# Passage shown
------------

On Sat, Jun 7, 2025 at 8:05 PM Joaquin M López Muñoz via Boost < boost@lists.boost.org> wrote:
Anyway, why don't you run it locally and play with the #pragmas?
Because when I quickly go to benchmark something 9 hours later I am just quickly benchmarking something :) Also assuring reproducibility is pain, e.g. I do not have unused machine on which I can SSH into, to avoid my browser use or random background process messing with benchmark, especially considering bloom uses L3 cache a lot.
Besides, I'm interested in results outside my local machine and GHA. You just have to compile this in release mode (note the repo branch):
https://github.com/joaquintides/bloom/blob/feature/alternative-hash-producti...

------------

# Excerpted records

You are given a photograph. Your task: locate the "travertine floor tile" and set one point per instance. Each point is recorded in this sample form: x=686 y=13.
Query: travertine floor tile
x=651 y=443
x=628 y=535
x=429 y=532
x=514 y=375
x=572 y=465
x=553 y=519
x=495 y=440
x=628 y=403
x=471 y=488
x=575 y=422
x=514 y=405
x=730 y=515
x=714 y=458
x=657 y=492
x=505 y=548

------------

Resume the mailing-list message about benchmarking the bloom library from the point where it stops. You can ignore the rows above.

Well it was more complicated since I already have modular boost on my machine so I had to do some hacks to get CMakeLists.txt to work and also benchmark did not have CMakeLists.txt, and also I did use march=native, mtune=native instead of what your scripts do... But to quickly recap: 1. There seems to be no unrolling happening without me doing it with pragmas. 2. I have increased constants to reduce chance of noise affecting results: - static const int num_trials=10; - static const milliseconds min_time_per_trial(10); + static const int num_trials=20; + static const milliseconds min_time_per_trial(50); 3. I did this to make tables more aligned: - "<table>\n" + "<table style=\"font-family: monospace\">\n" 4. In terms of benchmark setup I would add 5% of "opposite" lookups(e.g. success in failures) since I presume current setup does not penalize branchy code as realistic scenarios would(although it is possible real code might also might have close to 100% of successes or failures). Just to be clear: I did not make this change. 5. I would suggest to to consider switching benchmark repo to use native instead of mavx2 my tests were of form: taskset --cpu-list 0 {binary} {number} >> {description}.html cpu was i7-13700H, core speed was not locked, range between 3.2 and 3.8GHz, it is possible avx code was affecting cpu speed, but did not check, could be just accumulated heat. flags: FLAGS = -O3 -DNDEBUG -fcolor-diagnostics -march=native -mtune=native I have attached 2 runs so you can see the noise of measurement on my machine. I have also attached one unrolled run, just to see it can cause difference, but as I said this does not matter much since by default clang does not unroll.